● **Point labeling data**

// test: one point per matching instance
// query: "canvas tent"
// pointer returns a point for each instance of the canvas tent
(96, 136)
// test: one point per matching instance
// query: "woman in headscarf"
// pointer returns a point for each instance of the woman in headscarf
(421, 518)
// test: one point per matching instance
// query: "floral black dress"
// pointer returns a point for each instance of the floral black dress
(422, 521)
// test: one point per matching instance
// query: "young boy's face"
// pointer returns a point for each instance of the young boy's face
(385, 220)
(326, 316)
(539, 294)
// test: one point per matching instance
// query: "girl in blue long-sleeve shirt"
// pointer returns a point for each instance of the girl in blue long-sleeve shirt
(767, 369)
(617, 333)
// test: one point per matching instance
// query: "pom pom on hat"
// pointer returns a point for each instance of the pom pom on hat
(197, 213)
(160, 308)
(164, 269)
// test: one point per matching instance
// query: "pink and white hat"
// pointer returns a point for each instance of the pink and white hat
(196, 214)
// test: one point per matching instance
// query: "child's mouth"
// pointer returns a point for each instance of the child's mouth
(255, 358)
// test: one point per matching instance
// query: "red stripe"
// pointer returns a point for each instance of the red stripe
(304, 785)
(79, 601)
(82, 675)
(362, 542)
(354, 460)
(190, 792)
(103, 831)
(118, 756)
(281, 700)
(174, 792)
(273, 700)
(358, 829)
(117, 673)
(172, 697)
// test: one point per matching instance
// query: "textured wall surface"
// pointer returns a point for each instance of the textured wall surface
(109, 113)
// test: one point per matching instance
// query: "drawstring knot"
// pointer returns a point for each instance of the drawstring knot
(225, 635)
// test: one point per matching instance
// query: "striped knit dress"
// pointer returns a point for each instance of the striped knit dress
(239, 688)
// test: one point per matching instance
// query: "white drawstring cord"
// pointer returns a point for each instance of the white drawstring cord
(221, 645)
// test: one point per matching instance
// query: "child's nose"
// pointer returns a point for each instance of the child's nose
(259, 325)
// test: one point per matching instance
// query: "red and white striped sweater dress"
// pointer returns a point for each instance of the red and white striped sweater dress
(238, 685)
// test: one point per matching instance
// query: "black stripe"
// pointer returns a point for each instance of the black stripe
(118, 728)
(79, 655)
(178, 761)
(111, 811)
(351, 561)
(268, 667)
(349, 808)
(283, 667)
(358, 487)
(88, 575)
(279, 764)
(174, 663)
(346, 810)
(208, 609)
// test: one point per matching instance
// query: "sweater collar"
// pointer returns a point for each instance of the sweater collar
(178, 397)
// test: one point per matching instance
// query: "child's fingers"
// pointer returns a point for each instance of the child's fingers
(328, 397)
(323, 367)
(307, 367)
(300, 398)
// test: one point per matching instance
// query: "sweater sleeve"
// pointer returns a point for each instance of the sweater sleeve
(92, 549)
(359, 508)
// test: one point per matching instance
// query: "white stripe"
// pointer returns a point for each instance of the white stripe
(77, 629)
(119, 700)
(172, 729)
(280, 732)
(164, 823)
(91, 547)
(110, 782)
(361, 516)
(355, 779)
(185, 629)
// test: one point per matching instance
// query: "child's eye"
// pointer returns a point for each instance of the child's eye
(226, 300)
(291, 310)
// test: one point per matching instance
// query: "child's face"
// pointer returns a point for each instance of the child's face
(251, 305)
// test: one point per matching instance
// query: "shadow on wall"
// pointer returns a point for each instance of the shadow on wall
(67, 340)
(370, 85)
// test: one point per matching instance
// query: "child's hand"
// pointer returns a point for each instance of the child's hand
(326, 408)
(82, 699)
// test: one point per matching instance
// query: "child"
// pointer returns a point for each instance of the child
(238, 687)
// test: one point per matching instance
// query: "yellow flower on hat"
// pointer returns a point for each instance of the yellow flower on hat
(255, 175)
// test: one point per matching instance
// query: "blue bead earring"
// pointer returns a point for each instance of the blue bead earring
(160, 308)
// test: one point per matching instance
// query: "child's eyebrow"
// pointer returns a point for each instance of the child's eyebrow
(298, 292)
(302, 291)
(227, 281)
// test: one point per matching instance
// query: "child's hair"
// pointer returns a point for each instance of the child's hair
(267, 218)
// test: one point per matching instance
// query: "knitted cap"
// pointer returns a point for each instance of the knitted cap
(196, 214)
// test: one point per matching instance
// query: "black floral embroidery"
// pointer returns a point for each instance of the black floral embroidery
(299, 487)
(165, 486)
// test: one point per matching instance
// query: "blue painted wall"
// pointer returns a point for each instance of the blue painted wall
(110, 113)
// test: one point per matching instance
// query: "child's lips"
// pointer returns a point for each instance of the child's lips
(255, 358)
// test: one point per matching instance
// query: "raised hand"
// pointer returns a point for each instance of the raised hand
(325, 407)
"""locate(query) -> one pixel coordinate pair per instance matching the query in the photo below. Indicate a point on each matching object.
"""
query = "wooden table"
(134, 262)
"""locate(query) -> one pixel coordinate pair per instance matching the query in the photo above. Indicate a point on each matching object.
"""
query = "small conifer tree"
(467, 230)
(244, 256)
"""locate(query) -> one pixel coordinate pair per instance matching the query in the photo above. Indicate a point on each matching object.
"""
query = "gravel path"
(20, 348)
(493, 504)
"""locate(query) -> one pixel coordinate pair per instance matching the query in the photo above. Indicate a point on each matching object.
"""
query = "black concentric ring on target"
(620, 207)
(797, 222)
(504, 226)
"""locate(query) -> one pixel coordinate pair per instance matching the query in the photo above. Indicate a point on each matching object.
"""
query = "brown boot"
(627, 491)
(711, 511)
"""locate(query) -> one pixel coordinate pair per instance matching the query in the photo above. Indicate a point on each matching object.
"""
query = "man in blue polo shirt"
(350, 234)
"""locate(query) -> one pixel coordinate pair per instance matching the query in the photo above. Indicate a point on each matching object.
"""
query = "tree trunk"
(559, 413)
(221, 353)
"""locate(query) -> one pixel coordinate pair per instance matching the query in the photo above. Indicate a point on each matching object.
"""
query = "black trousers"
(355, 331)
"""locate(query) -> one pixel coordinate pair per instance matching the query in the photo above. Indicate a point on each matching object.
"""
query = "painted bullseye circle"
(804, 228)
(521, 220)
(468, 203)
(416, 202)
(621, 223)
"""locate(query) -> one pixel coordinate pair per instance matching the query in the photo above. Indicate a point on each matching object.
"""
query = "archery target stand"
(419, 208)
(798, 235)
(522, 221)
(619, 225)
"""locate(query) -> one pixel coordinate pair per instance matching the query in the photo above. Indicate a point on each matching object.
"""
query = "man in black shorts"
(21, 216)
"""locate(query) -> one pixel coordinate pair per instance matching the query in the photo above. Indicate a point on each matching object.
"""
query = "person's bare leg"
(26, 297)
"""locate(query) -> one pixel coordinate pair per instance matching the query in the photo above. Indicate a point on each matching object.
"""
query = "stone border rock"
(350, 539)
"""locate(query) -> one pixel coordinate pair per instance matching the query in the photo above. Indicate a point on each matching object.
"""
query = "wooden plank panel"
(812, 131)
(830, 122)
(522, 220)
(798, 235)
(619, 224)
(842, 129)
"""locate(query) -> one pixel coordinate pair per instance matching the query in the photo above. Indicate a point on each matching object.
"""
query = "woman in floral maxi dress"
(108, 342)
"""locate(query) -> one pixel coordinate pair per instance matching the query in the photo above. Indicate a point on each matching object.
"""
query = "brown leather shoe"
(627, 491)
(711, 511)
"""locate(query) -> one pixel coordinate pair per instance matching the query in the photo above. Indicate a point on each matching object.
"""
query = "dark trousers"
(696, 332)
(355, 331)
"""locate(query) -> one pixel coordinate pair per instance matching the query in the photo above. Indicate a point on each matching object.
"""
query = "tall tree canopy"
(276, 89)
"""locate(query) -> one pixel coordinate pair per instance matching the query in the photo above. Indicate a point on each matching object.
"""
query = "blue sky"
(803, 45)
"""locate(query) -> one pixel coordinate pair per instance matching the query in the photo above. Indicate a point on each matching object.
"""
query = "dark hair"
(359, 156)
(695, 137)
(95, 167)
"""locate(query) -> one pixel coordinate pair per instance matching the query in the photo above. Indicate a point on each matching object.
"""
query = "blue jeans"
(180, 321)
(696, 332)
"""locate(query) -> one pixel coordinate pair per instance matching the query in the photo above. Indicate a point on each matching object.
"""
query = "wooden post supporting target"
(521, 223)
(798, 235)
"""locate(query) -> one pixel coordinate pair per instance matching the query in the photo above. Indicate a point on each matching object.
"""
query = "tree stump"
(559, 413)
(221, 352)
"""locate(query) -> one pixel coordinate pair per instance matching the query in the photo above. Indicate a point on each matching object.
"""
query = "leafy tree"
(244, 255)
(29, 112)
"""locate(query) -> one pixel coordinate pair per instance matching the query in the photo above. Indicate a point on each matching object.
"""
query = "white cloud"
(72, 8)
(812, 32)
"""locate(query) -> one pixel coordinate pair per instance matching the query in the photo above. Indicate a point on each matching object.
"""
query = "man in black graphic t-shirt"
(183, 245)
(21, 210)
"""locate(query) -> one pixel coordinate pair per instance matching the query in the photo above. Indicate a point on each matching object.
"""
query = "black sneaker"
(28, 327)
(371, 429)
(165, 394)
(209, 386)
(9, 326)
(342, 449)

● **REQUIRED WORK**
Pick out every line in the data that contains the word "dress", and copy each one.

● **CORRECT RESPONSE**
// query: "floral black dress"
// pointer returns a point for each instance of the floral black dress
// query: "striped knit dress"
// pointer returns a point for each instance of the striped knit dress
// query: "red and white striped sweater dress"
// pointer returns a point for each instance of the red and white striped sweater dress
query = "woman in floral maxi dress"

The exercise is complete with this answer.